## Do this
Below are some entries; can you quote all of them exactly?

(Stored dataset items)
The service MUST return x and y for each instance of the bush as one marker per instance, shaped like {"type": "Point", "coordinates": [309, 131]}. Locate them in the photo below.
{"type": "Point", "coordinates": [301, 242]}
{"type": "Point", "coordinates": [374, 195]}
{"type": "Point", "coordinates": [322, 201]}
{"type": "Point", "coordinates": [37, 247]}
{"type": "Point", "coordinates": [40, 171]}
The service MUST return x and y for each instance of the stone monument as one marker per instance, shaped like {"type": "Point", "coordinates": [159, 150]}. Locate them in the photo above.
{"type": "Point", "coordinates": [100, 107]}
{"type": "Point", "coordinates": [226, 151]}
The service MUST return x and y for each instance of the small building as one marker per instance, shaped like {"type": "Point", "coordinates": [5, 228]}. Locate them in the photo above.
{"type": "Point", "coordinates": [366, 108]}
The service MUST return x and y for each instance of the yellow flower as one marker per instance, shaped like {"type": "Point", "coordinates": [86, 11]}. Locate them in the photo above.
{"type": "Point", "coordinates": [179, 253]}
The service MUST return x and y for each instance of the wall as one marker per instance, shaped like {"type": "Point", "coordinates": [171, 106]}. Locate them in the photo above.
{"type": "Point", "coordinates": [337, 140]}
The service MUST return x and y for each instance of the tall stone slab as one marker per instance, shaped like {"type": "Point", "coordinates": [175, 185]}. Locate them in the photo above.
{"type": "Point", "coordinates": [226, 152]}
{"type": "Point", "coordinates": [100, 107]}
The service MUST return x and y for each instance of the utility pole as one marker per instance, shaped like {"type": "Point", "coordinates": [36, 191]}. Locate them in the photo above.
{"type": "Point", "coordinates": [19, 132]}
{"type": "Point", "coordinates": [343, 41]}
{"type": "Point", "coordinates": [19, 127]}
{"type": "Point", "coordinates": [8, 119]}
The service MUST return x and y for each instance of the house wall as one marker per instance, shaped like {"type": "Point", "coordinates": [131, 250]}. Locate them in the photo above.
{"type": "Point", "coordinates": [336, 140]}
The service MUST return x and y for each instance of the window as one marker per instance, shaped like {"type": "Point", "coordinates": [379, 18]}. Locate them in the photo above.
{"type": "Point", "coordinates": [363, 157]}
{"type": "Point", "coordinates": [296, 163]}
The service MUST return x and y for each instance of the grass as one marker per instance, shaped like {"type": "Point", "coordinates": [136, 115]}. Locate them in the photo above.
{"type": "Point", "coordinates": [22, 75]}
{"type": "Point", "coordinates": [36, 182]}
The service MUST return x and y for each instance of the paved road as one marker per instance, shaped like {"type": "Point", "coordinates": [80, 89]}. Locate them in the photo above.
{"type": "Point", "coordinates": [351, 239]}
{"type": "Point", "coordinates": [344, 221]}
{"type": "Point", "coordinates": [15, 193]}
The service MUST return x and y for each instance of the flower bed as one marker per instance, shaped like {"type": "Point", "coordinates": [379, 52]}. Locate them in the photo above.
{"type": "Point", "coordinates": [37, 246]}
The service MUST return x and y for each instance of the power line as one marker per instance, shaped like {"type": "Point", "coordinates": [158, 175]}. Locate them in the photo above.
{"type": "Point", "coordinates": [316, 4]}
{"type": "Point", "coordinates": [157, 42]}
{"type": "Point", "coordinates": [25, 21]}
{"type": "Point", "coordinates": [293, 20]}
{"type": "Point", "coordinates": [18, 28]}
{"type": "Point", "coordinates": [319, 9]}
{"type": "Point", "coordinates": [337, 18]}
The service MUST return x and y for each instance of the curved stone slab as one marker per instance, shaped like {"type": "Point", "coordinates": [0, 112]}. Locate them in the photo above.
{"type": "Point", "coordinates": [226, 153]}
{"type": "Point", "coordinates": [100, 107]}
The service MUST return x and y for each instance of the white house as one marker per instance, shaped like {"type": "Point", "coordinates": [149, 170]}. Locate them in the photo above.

## Exercise output
The service MUST return x and y for each instance of the bush as one marker per instance, shaped like {"type": "Point", "coordinates": [309, 131]}. Locate them in the photo below.
{"type": "Point", "coordinates": [301, 242]}
{"type": "Point", "coordinates": [374, 195]}
{"type": "Point", "coordinates": [322, 201]}
{"type": "Point", "coordinates": [37, 247]}
{"type": "Point", "coordinates": [40, 171]}
The service MUST return x and y for each instance of the stone monument as one marker per instance, shaped like {"type": "Point", "coordinates": [159, 150]}. Locate them in the photo above.
{"type": "Point", "coordinates": [100, 107]}
{"type": "Point", "coordinates": [226, 151]}
The service MUST return x and y for each instance of the small building as one marker per instance, shaped like {"type": "Point", "coordinates": [5, 228]}. Locate them in the photo above.
{"type": "Point", "coordinates": [366, 108]}
The service MUST return x and y for each instance of the yellow flower as one marker per instance, shaped like {"type": "Point", "coordinates": [86, 11]}. Locate them in the photo above.
{"type": "Point", "coordinates": [179, 253]}
The service MUST return x and y for each instance of the wall as one marker per instance, shaped like {"type": "Point", "coordinates": [171, 106]}. Locate them in the photo above.
{"type": "Point", "coordinates": [337, 140]}
The service MUST return x and y for each instance of the tall stone slab as one marker per instance, shaped like {"type": "Point", "coordinates": [175, 185]}. Locate them in the photo above.
{"type": "Point", "coordinates": [226, 152]}
{"type": "Point", "coordinates": [100, 107]}
The service MUST return x and y for each instance of the utility pole as one marker per instance, shaped like {"type": "Point", "coordinates": [36, 191]}. Locate them in the photo above.
{"type": "Point", "coordinates": [19, 132]}
{"type": "Point", "coordinates": [343, 41]}
{"type": "Point", "coordinates": [19, 127]}
{"type": "Point", "coordinates": [8, 119]}
The service MUST return x and y for each instance of the house wall as one marker per instance, shaped like {"type": "Point", "coordinates": [131, 250]}. Locate them in the photo above.
{"type": "Point", "coordinates": [336, 140]}
The service MUST return x and y for each instance of the window as one marker per instance, shaped like {"type": "Point", "coordinates": [379, 18]}. Locate them in the photo above.
{"type": "Point", "coordinates": [363, 157]}
{"type": "Point", "coordinates": [296, 163]}
The service MUST return x and y for each instance of the grass as one marker per instance, shaped like {"type": "Point", "coordinates": [136, 115]}. Locate them in the photo above.
{"type": "Point", "coordinates": [22, 75]}
{"type": "Point", "coordinates": [36, 182]}
The service MUST return x and y for each instance of the paved road as one marker per instance, shaped like {"type": "Point", "coordinates": [80, 89]}. Locate them in the photo above.
{"type": "Point", "coordinates": [351, 239]}
{"type": "Point", "coordinates": [344, 221]}
{"type": "Point", "coordinates": [15, 193]}
The service MUST return x and y for each instance of the flower bed as one marker per instance, shaped like {"type": "Point", "coordinates": [379, 52]}. Locate them in the photo above.
{"type": "Point", "coordinates": [37, 246]}
The service MUST return x and y for each instance of the power line as one marker per instance, shaped like {"type": "Point", "coordinates": [158, 175]}. Locate them in the photo above.
{"type": "Point", "coordinates": [316, 4]}
{"type": "Point", "coordinates": [157, 42]}
{"type": "Point", "coordinates": [25, 21]}
{"type": "Point", "coordinates": [293, 20]}
{"type": "Point", "coordinates": [18, 28]}
{"type": "Point", "coordinates": [319, 9]}
{"type": "Point", "coordinates": [337, 18]}
The service MUST return x and y for each instance of the curved stone slab as one marker per instance, shaped like {"type": "Point", "coordinates": [0, 112]}. Locate them in the photo above.
{"type": "Point", "coordinates": [226, 153]}
{"type": "Point", "coordinates": [100, 107]}
The service MUST return x and y for each instance of the white house as one marker per instance, shaped like {"type": "Point", "coordinates": [149, 170]}. Locate them in the photo above.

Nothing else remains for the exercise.